**What is required:** The records below need retyping in full; give them again exactly.

**Coordinate annotation records:**
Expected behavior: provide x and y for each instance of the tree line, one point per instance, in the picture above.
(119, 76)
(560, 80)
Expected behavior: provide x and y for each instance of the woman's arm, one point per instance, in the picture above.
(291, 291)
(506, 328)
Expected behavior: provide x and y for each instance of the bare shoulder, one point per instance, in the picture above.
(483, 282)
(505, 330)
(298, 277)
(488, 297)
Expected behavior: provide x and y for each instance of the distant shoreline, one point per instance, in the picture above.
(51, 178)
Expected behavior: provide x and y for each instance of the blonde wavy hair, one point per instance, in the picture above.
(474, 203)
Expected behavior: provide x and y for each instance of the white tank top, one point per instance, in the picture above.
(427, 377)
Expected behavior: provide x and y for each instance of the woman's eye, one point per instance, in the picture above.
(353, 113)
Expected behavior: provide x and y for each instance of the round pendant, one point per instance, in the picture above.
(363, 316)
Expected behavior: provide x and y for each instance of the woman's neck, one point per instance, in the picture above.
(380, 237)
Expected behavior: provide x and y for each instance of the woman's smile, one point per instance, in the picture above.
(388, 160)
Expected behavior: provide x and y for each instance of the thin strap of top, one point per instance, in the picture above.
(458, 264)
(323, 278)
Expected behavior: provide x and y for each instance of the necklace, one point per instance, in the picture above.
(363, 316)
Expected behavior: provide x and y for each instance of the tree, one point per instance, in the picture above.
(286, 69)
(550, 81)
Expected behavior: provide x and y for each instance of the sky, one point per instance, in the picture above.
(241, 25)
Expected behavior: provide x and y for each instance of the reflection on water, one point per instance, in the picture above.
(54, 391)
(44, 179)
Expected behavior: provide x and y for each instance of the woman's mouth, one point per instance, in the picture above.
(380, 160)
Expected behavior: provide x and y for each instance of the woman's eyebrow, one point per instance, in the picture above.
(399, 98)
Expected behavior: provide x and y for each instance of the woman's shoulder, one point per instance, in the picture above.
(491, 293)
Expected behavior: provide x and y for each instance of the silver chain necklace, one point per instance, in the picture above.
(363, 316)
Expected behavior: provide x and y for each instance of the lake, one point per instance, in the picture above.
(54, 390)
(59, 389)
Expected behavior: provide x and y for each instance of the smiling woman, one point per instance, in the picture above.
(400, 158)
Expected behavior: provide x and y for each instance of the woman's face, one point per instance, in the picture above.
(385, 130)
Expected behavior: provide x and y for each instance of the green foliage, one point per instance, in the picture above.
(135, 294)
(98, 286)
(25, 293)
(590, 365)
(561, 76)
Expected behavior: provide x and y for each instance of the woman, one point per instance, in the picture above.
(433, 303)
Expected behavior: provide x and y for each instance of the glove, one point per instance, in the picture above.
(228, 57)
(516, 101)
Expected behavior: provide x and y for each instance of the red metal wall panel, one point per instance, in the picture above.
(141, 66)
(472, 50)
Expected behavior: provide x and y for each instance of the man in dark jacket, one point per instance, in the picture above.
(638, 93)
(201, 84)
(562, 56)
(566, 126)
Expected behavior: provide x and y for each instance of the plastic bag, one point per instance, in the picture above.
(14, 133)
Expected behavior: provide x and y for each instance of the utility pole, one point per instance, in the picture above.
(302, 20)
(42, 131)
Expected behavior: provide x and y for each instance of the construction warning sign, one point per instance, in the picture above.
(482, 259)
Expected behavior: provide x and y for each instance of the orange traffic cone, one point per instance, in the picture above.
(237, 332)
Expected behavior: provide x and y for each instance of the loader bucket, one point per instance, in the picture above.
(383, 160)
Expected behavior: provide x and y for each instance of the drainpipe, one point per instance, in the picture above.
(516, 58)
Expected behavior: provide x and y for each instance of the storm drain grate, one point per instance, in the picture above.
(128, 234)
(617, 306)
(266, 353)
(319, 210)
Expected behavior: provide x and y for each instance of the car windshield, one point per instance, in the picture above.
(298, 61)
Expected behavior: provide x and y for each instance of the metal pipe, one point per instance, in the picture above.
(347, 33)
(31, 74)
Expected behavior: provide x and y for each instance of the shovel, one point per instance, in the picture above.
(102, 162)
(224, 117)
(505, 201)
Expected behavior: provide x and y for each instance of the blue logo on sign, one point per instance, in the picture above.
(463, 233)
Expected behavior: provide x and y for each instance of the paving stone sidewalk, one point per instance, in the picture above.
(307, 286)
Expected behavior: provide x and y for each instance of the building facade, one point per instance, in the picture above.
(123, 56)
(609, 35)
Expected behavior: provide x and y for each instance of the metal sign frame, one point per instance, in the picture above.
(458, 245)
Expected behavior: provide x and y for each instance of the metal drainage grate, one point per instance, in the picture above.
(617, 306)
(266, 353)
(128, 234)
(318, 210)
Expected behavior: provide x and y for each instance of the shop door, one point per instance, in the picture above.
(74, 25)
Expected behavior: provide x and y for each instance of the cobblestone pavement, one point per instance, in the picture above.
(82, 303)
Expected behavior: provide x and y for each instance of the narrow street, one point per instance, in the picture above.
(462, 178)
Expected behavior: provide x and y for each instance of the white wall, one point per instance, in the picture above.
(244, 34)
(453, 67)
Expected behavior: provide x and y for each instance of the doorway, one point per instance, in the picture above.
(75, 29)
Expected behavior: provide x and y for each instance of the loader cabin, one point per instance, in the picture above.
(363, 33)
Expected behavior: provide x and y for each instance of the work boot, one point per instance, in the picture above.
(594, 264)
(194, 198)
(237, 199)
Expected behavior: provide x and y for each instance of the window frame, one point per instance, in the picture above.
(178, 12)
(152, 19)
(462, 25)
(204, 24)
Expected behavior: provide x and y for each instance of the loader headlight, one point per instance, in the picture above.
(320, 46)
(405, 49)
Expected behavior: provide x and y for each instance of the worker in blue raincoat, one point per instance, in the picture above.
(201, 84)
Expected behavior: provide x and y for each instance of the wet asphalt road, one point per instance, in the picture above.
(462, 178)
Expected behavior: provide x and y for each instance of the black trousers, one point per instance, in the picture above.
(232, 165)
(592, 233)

**Exercise result:**
Expected behavior: provide x and y for each instance of the tree line, one point per instance, in the picture above.
(119, 76)
(560, 80)
Expected behavior: provide x and y for each instance of the woman's arm, one point per instance, in the picture above.
(291, 291)
(506, 328)
Expected behavior: provide x and y for each instance of the bare shoulder, one point per instance, in the picture above.
(483, 282)
(505, 330)
(298, 277)
(488, 297)
Expected behavior: provide x and y for each instance of the distant shoreline, one point per instance, in the picture above.
(51, 178)
Expected behavior: provide x and y for each instance of the blonde wavy hair, one point per instance, in the picture above.
(474, 203)
Expected behavior: provide x and y for each instance of the white tank top, one point per instance, in the picture above.
(427, 377)
Expected behavior: provide x and y for each instance of the woman's eye, one point per instance, in the picture above.
(353, 113)
Expected behavior: provide x and y for each instance of the round pendant, one point per instance, in the picture above.
(363, 316)
Expected behavior: provide x and y for each instance of the woman's neck, one point per instance, in the picture above.
(380, 237)
Expected behavior: provide x and y for each instance of the woman's smile, one point per instance, in the picture above.
(388, 160)
Expected behavior: provide x and y for each instance of the thin strap of top, one point per instance, in the picture above.
(458, 264)
(323, 278)
Expected behavior: provide x and y for each instance of the necklace, one point per instance, in the picture above.
(363, 316)
Expected behavior: provide x and y for each instance of the tree, one point per instance, in the picture above.
(286, 69)
(550, 81)
Expected behavior: provide x and y for each instance of the sky, one point per instance, in the picture above.
(241, 25)
Expected behavior: provide x and y for each instance of the reflection on water, one point per instance, in the picture above.
(54, 391)
(44, 179)
Expected behavior: provide x and y for each instance of the woman's mouth, one point per instance, in the picture above.
(380, 160)
Expected behavior: provide x and y for each instance of the woman's eyebrow, one point per instance, in the picture above.
(399, 98)
Expected behavior: provide x and y for each instance of the woman's shoulder, one point per instance, in the picture above.
(491, 293)
Expected behavior: provide x and y for each instance of the silver chain necklace, one point per instance, in the picture above.
(363, 316)
Expected behavior: provide x and y for each instance of the lake, one point per instance, in the picture above.
(54, 390)
(59, 389)
Expected behavior: provide x and y for each instance of the smiling woman, one point per instance, in the picture above.
(400, 158)
Expected behavior: provide x and y for each instance of the woman's face, one point per instance, in the picture above.
(385, 130)
Expected behavior: provide x and y for each instance of the green foliage, one point per instance, in the picture above.
(135, 294)
(98, 286)
(25, 293)
(590, 365)
(561, 76)
Expected behavior: provide x and y for each instance of the woman, one point per instance, in the picture above.
(433, 303)
Expected behavior: provide x and y for each instance of the glove, one point per instance, in the picture above.
(228, 57)
(516, 101)
Expected behavior: provide x and y for each instance of the red metal wall panel, one point per instance, in the picture above.
(141, 66)
(472, 50)
Expected behavior: provide x and y for each instance of the man in dark jacket, one point per instance, in the picture above.
(638, 93)
(201, 84)
(562, 56)
(566, 126)
Expected behavior: provide x and y for each instance of the plastic bag, one point per instance, in the picture above.
(14, 133)
Expected behavior: provide x and y for each instance of the utility pole, one point per instance, in the picture above.
(302, 20)
(42, 131)
Expected behavior: provide x and y for each instance of the construction warning sign, one point per instance, in the picture above.
(482, 259)
Expected behavior: provide x and y for each instance of the orange traffic cone, one point per instance, in the picture above.
(237, 332)
Expected behavior: provide x and y for each instance of the loader bucket, one point per instance, in the picture above.
(383, 160)
Expected behavior: provide x and y for each instance of the drainpipe, one point per instance, in the picture above.
(516, 58)
Expected behavior: provide x and y for each instance of the storm drain grate, one point per instance, in the picture above.
(128, 234)
(617, 306)
(266, 353)
(319, 210)
Expected behavior: provide x and y for each instance of the car windshield, one point per instance, in the picture above.
(298, 61)
Expected behavior: provide x and y for each instance of the metal pipe, one point per instance, in the picture above.
(347, 33)
(31, 74)
Expected behavior: provide x and y for each instance of the shovel, one point per instance, in the picture above.
(102, 162)
(224, 117)
(505, 201)
Expected behavior: provide x and y for each instance of the blue logo on sign, one point per instance, in the picture above.
(463, 233)
Expected behavior: provide x and y for each instance of the paving stone sidewalk, one point per instance, in the picture above.
(307, 286)
Expected behavior: provide x and y for each instance of the building facade, one point per instance, in the picture above.
(123, 56)
(609, 35)
Expected behavior: provide x and y for each instance of the metal sign frame, one point per instance, in the picture above.
(458, 245)
Expected behavior: provide x and y for each instance of the metal drainage grate, one point per instance, in the picture above.
(617, 306)
(266, 353)
(128, 234)
(318, 210)
Expected behavior: provide x and y for each instance of the shop door, one point per instance, in the picture above.
(74, 25)
Expected behavior: provide x and y for each instance of the cobblestone pavement, one point per instance, in the picture above.
(82, 303)
Expected behavior: provide x and y for each instance of the narrow street, one point per instance, in the picture above.
(462, 178)
Expected behavior: provide x and y for each instance of the white wall, one point per instance, in the picture above.
(244, 34)
(453, 67)
Expected behavior: provide x and y for each instance of the doorway, one point per instance, in the picture above.
(75, 29)
Expected behavior: provide x and y for each instance of the loader cabin, one point per instance, in the picture above.
(363, 33)
Expected behavior: provide x and y for each instance of the work boot, one point per instance, in the picture above.
(594, 264)
(194, 198)
(237, 199)
Expected behavior: provide x and y for each instance of the window frame, one point per instance, in the picture above.
(178, 12)
(152, 19)
(462, 25)
(204, 24)
Expected behavior: provide x and y for each instance of the loader headlight, one point per instance, in the picture above.
(320, 46)
(405, 49)
Expected behavior: provide x and y for each instance of the worker in blue raincoat, one point per instance, in the picture above.
(201, 84)
Expected behavior: provide x and y for each instance of the wet asphalt road, one point per instance, in the picture above.
(462, 178)
Expected behavior: provide x and y for each instance of the black trousers, one point per instance, in the picture above.
(232, 165)
(592, 233)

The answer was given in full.